**Data to use**
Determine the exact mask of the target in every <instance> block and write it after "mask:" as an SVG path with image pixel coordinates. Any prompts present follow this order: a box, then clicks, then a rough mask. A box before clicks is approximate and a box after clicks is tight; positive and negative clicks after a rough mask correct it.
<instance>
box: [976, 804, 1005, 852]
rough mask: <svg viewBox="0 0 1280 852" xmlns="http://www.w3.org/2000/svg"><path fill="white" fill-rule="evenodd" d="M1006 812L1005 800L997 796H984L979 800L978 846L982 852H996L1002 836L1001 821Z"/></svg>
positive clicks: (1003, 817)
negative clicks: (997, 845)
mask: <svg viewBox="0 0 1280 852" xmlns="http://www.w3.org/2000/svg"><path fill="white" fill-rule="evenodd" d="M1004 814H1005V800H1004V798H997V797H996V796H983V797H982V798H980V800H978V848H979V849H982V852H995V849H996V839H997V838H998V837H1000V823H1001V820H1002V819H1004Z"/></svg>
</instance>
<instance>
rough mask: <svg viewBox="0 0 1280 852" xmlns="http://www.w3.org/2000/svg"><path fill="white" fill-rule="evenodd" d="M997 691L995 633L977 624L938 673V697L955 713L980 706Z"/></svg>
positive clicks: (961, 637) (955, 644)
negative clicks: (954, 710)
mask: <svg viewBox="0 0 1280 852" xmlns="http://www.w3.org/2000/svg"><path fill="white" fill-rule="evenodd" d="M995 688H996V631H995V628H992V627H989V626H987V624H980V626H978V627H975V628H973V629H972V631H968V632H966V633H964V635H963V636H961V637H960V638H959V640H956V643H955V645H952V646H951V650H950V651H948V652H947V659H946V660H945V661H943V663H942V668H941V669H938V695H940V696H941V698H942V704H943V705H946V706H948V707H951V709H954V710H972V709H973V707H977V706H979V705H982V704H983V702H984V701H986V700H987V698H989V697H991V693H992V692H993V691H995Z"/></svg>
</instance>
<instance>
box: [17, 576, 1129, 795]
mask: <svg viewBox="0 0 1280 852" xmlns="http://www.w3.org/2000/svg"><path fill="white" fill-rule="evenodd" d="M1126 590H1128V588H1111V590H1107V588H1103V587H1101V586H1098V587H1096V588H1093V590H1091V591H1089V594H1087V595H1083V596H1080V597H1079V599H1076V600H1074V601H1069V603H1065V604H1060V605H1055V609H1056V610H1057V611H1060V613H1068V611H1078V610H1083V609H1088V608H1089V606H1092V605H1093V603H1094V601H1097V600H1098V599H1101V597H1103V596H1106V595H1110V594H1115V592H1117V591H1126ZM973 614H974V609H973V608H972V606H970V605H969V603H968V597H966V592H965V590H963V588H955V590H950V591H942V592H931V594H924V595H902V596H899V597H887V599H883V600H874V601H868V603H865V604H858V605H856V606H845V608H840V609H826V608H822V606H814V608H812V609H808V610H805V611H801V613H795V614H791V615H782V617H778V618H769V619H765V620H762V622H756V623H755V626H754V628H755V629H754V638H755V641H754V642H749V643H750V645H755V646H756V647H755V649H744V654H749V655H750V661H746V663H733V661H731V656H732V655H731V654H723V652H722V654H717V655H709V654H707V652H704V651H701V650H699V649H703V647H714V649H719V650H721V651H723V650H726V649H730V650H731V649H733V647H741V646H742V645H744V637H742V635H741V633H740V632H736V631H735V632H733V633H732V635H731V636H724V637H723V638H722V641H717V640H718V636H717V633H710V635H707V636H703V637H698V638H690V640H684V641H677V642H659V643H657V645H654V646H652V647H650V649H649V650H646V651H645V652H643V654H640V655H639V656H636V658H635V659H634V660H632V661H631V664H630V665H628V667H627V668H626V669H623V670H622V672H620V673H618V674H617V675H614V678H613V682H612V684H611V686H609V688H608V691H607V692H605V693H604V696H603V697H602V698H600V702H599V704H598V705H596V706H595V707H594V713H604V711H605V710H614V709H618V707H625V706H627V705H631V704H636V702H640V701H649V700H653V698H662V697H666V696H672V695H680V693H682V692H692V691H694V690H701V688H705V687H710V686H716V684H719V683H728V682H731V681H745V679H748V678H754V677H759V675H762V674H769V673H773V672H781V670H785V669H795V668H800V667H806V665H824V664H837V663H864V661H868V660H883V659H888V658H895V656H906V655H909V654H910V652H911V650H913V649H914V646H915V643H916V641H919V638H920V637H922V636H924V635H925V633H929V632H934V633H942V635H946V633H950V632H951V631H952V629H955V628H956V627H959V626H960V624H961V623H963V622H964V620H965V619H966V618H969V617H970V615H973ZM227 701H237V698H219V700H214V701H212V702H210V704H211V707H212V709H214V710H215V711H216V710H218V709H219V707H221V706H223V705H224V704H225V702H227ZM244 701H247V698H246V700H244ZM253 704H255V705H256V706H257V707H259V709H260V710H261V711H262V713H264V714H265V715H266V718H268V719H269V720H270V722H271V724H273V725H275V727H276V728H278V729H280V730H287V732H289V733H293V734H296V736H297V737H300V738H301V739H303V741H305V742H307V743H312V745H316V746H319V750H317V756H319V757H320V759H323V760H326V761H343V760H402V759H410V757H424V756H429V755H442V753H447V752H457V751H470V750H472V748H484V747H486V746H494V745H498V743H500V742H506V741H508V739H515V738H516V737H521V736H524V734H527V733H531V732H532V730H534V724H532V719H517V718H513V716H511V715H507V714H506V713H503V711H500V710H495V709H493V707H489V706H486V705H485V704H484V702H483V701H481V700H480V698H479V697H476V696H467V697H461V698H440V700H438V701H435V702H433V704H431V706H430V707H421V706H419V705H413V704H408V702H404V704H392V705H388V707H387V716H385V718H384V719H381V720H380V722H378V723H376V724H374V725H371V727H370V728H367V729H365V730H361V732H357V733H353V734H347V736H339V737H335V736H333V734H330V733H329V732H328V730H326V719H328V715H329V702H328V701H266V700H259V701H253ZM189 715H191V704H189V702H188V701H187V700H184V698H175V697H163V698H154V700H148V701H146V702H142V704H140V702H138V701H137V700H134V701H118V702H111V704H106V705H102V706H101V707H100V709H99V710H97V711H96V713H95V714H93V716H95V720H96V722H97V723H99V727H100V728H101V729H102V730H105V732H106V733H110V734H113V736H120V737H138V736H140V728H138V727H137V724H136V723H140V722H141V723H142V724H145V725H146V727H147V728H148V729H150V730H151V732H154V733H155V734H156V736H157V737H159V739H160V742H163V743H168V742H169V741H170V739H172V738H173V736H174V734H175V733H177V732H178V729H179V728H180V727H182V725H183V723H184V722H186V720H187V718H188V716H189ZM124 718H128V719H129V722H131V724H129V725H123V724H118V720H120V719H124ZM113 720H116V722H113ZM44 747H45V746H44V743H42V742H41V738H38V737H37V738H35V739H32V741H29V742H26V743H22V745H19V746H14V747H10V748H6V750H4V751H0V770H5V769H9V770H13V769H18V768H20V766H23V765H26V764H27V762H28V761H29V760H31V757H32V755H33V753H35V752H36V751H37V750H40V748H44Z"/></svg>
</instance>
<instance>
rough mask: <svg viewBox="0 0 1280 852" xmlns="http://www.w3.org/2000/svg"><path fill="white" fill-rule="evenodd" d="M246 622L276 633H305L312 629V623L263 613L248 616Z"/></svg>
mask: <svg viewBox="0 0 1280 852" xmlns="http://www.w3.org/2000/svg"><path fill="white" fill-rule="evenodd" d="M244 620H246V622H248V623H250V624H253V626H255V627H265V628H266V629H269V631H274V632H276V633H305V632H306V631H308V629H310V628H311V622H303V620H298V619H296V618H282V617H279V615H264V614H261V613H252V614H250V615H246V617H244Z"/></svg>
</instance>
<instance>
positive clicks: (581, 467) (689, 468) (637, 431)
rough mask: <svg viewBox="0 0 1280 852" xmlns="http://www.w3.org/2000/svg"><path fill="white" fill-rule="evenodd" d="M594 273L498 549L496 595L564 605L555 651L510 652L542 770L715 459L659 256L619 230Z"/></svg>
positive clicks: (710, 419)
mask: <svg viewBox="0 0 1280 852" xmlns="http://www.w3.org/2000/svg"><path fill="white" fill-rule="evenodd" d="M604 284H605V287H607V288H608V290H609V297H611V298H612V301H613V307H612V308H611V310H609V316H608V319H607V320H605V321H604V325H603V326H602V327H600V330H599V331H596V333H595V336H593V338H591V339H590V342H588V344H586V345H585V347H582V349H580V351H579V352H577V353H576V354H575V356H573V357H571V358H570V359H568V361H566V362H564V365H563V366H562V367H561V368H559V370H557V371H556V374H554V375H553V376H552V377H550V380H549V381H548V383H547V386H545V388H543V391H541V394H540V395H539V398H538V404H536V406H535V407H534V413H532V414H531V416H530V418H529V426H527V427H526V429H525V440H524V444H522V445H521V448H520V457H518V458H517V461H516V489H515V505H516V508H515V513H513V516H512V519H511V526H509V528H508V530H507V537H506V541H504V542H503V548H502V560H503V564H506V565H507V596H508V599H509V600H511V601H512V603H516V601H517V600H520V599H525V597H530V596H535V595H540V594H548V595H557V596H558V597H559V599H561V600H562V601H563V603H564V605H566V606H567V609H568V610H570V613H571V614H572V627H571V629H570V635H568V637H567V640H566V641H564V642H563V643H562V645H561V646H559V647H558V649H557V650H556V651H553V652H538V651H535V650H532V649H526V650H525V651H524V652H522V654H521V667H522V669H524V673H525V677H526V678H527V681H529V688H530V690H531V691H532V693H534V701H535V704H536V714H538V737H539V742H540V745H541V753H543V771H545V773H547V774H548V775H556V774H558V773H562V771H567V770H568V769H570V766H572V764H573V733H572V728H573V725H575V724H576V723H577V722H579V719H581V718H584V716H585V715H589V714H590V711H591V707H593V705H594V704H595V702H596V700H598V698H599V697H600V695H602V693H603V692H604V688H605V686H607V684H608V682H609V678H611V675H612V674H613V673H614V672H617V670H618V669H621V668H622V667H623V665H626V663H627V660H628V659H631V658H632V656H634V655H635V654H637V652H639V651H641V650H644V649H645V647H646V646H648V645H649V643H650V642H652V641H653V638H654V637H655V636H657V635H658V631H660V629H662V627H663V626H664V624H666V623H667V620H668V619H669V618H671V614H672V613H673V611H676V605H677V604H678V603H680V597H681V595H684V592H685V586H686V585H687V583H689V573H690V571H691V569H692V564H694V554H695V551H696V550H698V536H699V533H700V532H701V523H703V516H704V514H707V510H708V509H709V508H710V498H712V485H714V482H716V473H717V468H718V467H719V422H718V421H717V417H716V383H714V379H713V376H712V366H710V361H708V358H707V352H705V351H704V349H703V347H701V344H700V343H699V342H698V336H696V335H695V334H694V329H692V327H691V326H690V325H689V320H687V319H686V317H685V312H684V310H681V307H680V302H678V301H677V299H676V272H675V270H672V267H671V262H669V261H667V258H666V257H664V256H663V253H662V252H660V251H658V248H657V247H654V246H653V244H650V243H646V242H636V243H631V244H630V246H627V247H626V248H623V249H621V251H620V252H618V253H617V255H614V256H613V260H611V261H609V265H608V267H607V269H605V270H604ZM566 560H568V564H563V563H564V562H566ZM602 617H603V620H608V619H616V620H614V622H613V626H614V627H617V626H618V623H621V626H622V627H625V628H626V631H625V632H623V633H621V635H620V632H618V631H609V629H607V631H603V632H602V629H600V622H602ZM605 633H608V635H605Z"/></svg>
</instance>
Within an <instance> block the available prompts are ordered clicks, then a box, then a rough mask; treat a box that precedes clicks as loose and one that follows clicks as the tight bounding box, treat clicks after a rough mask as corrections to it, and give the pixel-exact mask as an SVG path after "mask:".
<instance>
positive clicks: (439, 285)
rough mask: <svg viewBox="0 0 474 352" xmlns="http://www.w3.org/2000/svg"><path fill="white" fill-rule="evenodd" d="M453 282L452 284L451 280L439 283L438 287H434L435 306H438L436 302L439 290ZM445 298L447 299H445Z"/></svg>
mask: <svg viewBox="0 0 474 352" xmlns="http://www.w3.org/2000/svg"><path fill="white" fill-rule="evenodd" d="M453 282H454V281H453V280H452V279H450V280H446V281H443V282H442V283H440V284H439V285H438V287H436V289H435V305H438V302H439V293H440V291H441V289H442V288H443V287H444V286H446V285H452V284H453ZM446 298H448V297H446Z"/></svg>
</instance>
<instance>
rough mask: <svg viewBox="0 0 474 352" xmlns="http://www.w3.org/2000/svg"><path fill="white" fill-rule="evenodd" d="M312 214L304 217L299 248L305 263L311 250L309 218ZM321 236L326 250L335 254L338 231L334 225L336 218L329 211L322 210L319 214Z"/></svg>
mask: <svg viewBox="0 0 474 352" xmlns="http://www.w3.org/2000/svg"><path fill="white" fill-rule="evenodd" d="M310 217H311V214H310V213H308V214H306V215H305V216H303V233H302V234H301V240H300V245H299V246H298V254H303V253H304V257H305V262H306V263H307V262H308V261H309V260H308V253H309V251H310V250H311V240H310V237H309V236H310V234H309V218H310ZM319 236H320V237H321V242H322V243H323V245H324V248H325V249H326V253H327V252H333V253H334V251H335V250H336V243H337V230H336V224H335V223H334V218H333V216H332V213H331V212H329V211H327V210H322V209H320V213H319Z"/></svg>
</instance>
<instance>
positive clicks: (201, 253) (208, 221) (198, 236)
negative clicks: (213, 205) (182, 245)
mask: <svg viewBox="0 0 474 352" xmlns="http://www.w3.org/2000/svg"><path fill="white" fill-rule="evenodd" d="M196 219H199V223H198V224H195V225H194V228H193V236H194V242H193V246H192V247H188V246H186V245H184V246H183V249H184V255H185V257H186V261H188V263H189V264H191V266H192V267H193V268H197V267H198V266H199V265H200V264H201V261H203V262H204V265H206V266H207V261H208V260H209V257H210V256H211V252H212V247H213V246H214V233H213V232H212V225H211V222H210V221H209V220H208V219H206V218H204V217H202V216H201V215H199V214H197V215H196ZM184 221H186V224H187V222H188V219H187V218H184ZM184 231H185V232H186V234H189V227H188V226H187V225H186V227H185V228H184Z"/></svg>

**What is being asked**
Return, from the entries, each line that holds "after".

**Exercise solution**
Determine the exact mask of the target in every <instance> block and write it after "mask:" as an SVG path with image pixel coordinates. Any prompts present follow this order: a box, then clicks, then a rough mask. A box before clicks is approximate and a box after clicks is tight; positive and negative clicks after a rough mask correct it.
Within an <instance> block the available prompts are ordered clicks, then a box, then a rough mask; treat a box that precedes clicks as loose and one that follows clicks as the tight bounding box, treat clicks after a rough mask as corrections to it, and give the pixel-exact mask as an SVG path after "mask:".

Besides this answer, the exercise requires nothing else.